*Job*. State how many lines of the material below contain the word "lawn", and give only that number.
==================================================
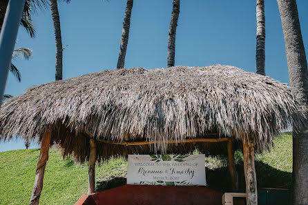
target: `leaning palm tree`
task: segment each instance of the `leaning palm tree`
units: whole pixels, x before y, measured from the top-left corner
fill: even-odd
[[[66,3],[70,0],[64,0]],[[56,45],[55,80],[62,79],[63,48],[61,36],[60,17],[59,16],[58,3],[57,0],[50,0],[51,16],[52,17],[55,41]]]
[[[180,0],[173,0],[171,21],[170,21],[169,37],[168,39],[168,59],[167,67],[174,66],[175,53],[175,33],[177,19],[180,14]]]
[[[8,0],[0,1],[0,30],[2,28],[8,3]],[[35,30],[32,23],[31,14],[35,12],[37,9],[43,9],[47,4],[47,0],[26,0],[20,23],[31,37],[35,37]]]
[[[292,92],[302,104],[304,126],[293,121],[292,202],[308,204],[308,68],[296,0],[277,0]]]
[[[119,59],[117,60],[117,68],[124,68],[127,43],[128,43],[129,28],[131,26],[131,10],[133,3],[134,0],[127,0],[124,20],[123,21],[122,35],[121,37],[121,44],[119,46]]]
[[[258,74],[265,75],[265,15],[264,0],[257,0],[256,19],[256,72]]]
[[[17,58],[22,58],[26,60],[28,60],[31,57],[32,50],[30,49],[27,48],[21,48],[13,51],[12,60],[16,60]],[[20,81],[21,80],[21,77],[19,70],[12,63],[11,63],[10,71],[16,77],[18,81],[20,82]]]

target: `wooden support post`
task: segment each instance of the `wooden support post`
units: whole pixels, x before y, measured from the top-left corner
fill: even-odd
[[[94,139],[90,139],[90,157],[88,162],[88,175],[89,175],[88,194],[93,193],[95,189],[95,162],[96,162],[96,143]]]
[[[228,166],[229,171],[232,181],[232,191],[238,191],[238,176],[236,171],[235,163],[234,162],[234,150],[233,150],[233,141],[232,138],[229,138],[228,140]]]
[[[242,135],[244,153],[244,170],[246,180],[247,205],[258,205],[257,177],[255,169],[255,152],[253,139],[249,135]]]
[[[43,189],[43,179],[46,166],[46,162],[48,160],[49,146],[50,144],[51,130],[48,129],[43,135],[41,139],[41,150],[39,152],[39,158],[37,164],[35,181],[32,191],[30,205],[39,204],[39,197]]]

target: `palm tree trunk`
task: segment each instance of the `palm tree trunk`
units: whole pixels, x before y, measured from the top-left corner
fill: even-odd
[[[128,42],[129,28],[131,26],[131,10],[133,8],[133,0],[127,0],[117,68],[124,68],[125,56],[126,55],[126,48]]]
[[[167,67],[174,66],[175,52],[175,33],[177,31],[177,19],[180,14],[180,0],[173,0],[171,21],[170,21],[169,37],[168,39],[168,59]]]
[[[62,79],[62,39],[61,37],[60,18],[57,0],[50,0],[51,15],[56,44],[56,75],[55,80]]]
[[[45,168],[48,160],[49,146],[50,145],[51,130],[47,130],[43,135],[39,161],[37,164],[35,184],[32,191],[29,205],[37,205],[39,202],[41,191],[43,190]]]
[[[0,32],[3,23],[4,16],[6,15],[6,8],[8,7],[8,0],[0,1]]]
[[[264,0],[257,0],[257,46],[256,72],[265,75],[265,15]]]
[[[296,0],[277,0],[285,36],[289,79],[296,99],[308,118],[308,69]],[[305,118],[305,117],[304,117]],[[302,119],[305,120],[305,119]],[[308,121],[293,126],[292,203],[308,204]]]

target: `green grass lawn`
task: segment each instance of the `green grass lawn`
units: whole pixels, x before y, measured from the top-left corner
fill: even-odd
[[[0,204],[27,204],[35,177],[39,149],[0,153]],[[230,179],[226,157],[206,157],[208,186],[227,191]],[[242,155],[235,153],[240,189],[244,190]],[[106,190],[126,184],[127,161],[113,158],[97,166],[96,188]],[[291,133],[277,137],[270,153],[256,155],[258,186],[289,188],[292,171]],[[59,152],[52,148],[45,171],[40,204],[74,204],[88,191],[87,164],[76,164],[70,159],[61,160]]]

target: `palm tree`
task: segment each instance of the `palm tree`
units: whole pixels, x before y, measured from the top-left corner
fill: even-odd
[[[256,50],[256,72],[265,75],[265,15],[264,0],[257,0],[257,46]]]
[[[291,91],[302,106],[304,125],[293,126],[292,202],[308,204],[308,68],[296,0],[277,0],[285,36]]]
[[[64,1],[66,3],[70,1],[70,0]],[[57,0],[50,0],[50,8],[56,44],[55,80],[59,81],[62,79],[63,48],[62,37],[61,36],[60,17],[59,17],[58,3]]]
[[[175,53],[175,33],[177,31],[177,19],[180,14],[180,0],[173,0],[171,21],[170,21],[169,37],[168,39],[168,59],[167,67],[174,66]]]
[[[16,49],[13,51],[13,55],[12,56],[12,60],[15,60],[18,57],[23,58],[26,60],[28,60],[32,57],[32,50],[29,48],[21,48]],[[19,72],[19,70],[18,70],[17,68],[11,63],[10,67],[10,71],[16,77],[18,81],[20,82],[21,80],[21,77]]]
[[[8,1],[0,1],[0,31],[2,28]],[[35,12],[37,9],[44,8],[47,3],[47,0],[26,0],[20,23],[27,30],[31,37],[34,37],[35,35],[35,30],[32,23],[31,14]]]
[[[122,35],[121,37],[121,44],[119,46],[117,68],[124,68],[125,56],[126,55],[126,48],[128,42],[129,28],[131,26],[131,10],[133,3],[133,0],[127,0],[124,20],[123,21]]]

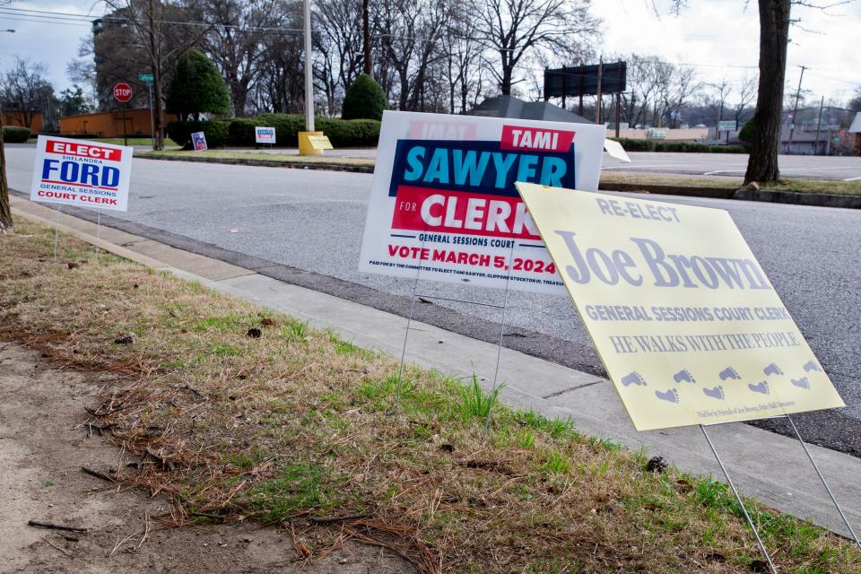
==================================================
*Answer to the exercise*. 2